Table of Contents
- Processes and Threads
- Why Concurrency is Hard?
- Go Routines
- WaitGroups
- Go Routines and Closures
- Go Scheduler
- Channels
- Deep Dive - Channels
- Select Statement (Notes to be added)
- Sync Package
- Race Detector
Notes prepared from below resources:
Concurrency is composition of independent execution computations, which may or may not run in parallel.
Parallelism is ability to execute multiple computations simultaneously.
Concurrency enables Parallelism.
Processes and Threads
- Why there was a need to build concurrency primitives in Go?
- The job of the OS is to give fair chances for all processes access to CPU, memory and other resources.
What is a Process?

- An instance of a running program is called a process.
- Process provides environment for program to execute
Threads


- Threads are smallest unit of execution that CPU accepts.
- Process has at least one thread - main thread.
- Process can have multiple threads.
- Threads share same address space.
- Threads run independent of each other
- OS Scheduler makes scheduling decisions at thread level, not process level.
- Threads can run concurrently or in parallel.
Can we divide our application into Processes and Threads and achieve concurrency?

- Yes, but there are limitations.
- Context switches are expensive.
- CPU has to spend time on storing the context of current executing thread/process and restoring the context of upcoming thread/process.
- From the above image you can see context switching of threads is less expensive that context switching of processes.
Can we scale number of threads per process?

- Not much, if we scale no. of threads per process then we hit C10k problem.
- Scheduler allocates a process a time slice for execution on CPU core.
- This time slice is equally divided among threads.
- From the table we can see that if increase thread count then thread execution time becomes very less and CPU spends more time on context switching than thread execution.
- Another issue is Threads are allocated a fixed stack size.
Why Concurrency is Hard?
- Shared Memory
- Threads communicate between each other by sharing memory.
- Concurrent access to shared memory by two or more threads can lead to Data Race and outcome can be Un-deterministic.
- We need to guard the access to shared memory so that a thread gets exclusive access at a time.
- It’s developer convention to lock() and unlock().
- Locking reduces parallelism. Locks force to execute sequentially
- Inappropriate use of locks can lead to deadlocks.
- Circular wait to lead deadlocks.
Go Routines
Communicating Sequential Processes
- Each process is build for sequential Execution.
- Data is communicated between processes. No shared Memory.
- Scale by adding more of the same.
Concurrency tool set
- Goroutines
- channels
- select
- sync package
We can think Go routines as user space threads managed by go runtime.
Go runtime is part of the executable, it built in to the executable of the application.
Go routines are extremely light weight. They start with 2KB of stack which grows and shrinks as required.
Low CPU overhead - three instructions per function call.
Can create hundreds of thousands of go routines in the same address space.
Channels are used for communication of data between go-routines. Sharing of memory can be avoided.

### Rows
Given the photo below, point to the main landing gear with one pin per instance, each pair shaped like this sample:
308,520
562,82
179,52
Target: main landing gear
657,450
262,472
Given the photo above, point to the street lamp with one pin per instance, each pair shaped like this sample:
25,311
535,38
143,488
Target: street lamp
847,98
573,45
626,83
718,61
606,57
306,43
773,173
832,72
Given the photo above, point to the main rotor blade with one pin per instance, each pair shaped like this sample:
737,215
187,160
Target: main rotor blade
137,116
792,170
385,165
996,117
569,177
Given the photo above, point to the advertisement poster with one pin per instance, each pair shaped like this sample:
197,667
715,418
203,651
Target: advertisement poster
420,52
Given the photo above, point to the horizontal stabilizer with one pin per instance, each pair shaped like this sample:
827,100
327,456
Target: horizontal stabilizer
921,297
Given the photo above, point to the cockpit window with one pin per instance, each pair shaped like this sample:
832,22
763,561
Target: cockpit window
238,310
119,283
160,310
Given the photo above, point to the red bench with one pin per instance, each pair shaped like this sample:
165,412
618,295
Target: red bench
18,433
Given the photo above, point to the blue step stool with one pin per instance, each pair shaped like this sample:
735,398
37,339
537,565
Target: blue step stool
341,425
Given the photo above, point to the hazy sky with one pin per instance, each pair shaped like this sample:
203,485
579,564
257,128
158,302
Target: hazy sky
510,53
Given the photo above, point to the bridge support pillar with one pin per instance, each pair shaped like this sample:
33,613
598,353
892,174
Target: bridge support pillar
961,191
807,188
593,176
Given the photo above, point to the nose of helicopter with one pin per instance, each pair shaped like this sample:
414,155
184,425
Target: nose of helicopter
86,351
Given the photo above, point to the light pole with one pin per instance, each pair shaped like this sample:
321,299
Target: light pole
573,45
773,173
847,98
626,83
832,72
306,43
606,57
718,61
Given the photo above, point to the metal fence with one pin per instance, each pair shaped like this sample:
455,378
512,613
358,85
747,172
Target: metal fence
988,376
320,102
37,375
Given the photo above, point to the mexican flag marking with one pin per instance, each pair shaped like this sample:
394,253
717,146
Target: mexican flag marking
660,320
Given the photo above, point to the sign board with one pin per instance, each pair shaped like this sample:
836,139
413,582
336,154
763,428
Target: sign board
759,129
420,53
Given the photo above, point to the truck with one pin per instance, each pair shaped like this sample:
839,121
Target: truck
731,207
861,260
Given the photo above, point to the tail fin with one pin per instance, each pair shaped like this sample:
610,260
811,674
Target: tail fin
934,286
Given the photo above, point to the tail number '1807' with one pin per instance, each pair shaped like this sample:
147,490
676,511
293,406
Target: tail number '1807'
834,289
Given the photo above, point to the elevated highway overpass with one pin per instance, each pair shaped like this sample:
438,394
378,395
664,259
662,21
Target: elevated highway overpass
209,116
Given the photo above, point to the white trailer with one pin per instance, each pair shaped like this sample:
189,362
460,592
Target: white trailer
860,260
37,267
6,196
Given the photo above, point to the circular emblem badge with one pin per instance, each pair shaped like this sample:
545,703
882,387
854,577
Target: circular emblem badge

### What is asked
1. Show every line of the records that contains the string "stabilizer", matching case exactly.
2. Continue the notes on concurrency in Go from where they stop.

### Results of the exercise
1.
Given the photo above, point to the horizontal stabilizer with one pin per instance, each pair shaped like this sample:
Target: horizontal stabilizer

2.
Context switching between goroutines is much cheaper than thread context switching as go routines have less context to store.


- Go runtime can be more selective in what is persisted for retrieval, how it is persisted, and when the persisting needs to occur.
- Go runtime creates worker OS threads.
- Go routines runs in the context of OS thread.
- Many go routines execute in the contest of single OS thread.
WaitGroups
- Race Conditions
- Race Condition occur when order of execution is not guaranteed.
- Concurrent programs does not execute in the order they are coded.
sync.Waitgroupis used to Deterministically block main go routine.
Go Routines and Closures
- Go routines execute within the same address space they are created in.
- They can directly modify the variables in the enclosing lexical block.
- Go compiler takes cares of the moving the variable from the stack to heap, to facilitate the access to the go-routines even after the enclosing function is executed.
Go Scheduler
- Go Scheduler is a part of go runtime. It is known as M:N scheduler
- It runs in user space and used OS threads to schedule go routines for execution.
- Go routines runs in the context of OS threads
- Go runtime creates number of worker OS threads, equal to GOMAXPROCS (default value of no. of processors on machine)
- Go scheduler distributes runnable go routines over multiple worker OS threads.
- At any time, N go routines could be scheduled on M OS threads that runs on at most GOMAXPROCS no. of processors.
Asynchronous Preemption
- This prevents Long running Goroutines from hogging into CPU, that could block other Go routines
- The asynchronous preemption is triggered based on a time condition. When a go routines is running for more than 10ms, Go will try to preempt it.
Go Routine states

- Runnable - When it is created, it is in runnable state and waiting in the run queue.
- Executing - It moves to executing state once the go-routine is scheduled on the os thread
- If the go routine has crossed it time slice, then it is preempted and placed back in run queue.
- Waiting - If the goroutine is blocked for any thing (like i.o or event wait or channel), then it is moved to waiting state.
- Once the i/o operation is complete, they are moved back to runnable state.
Components of Go-Scheduler:
M - represents OS thread.
P - is the logical processor, which manages scheduling of goroutines.
G - is the goroutine, which also includes scheduling information like stack and instruction pointer.
Local run queue - where runnable goroutines are arranged.
Global run queue - when a goroutine is created, they are placed into global run queue


Context switching due to synchronous system call
What happens in general when a synchronous system call is made?
- Synchronous system call wait for the I/O operation to get completed.
- OS thread is moved out of the CPU to waiting queue for I/O to complete.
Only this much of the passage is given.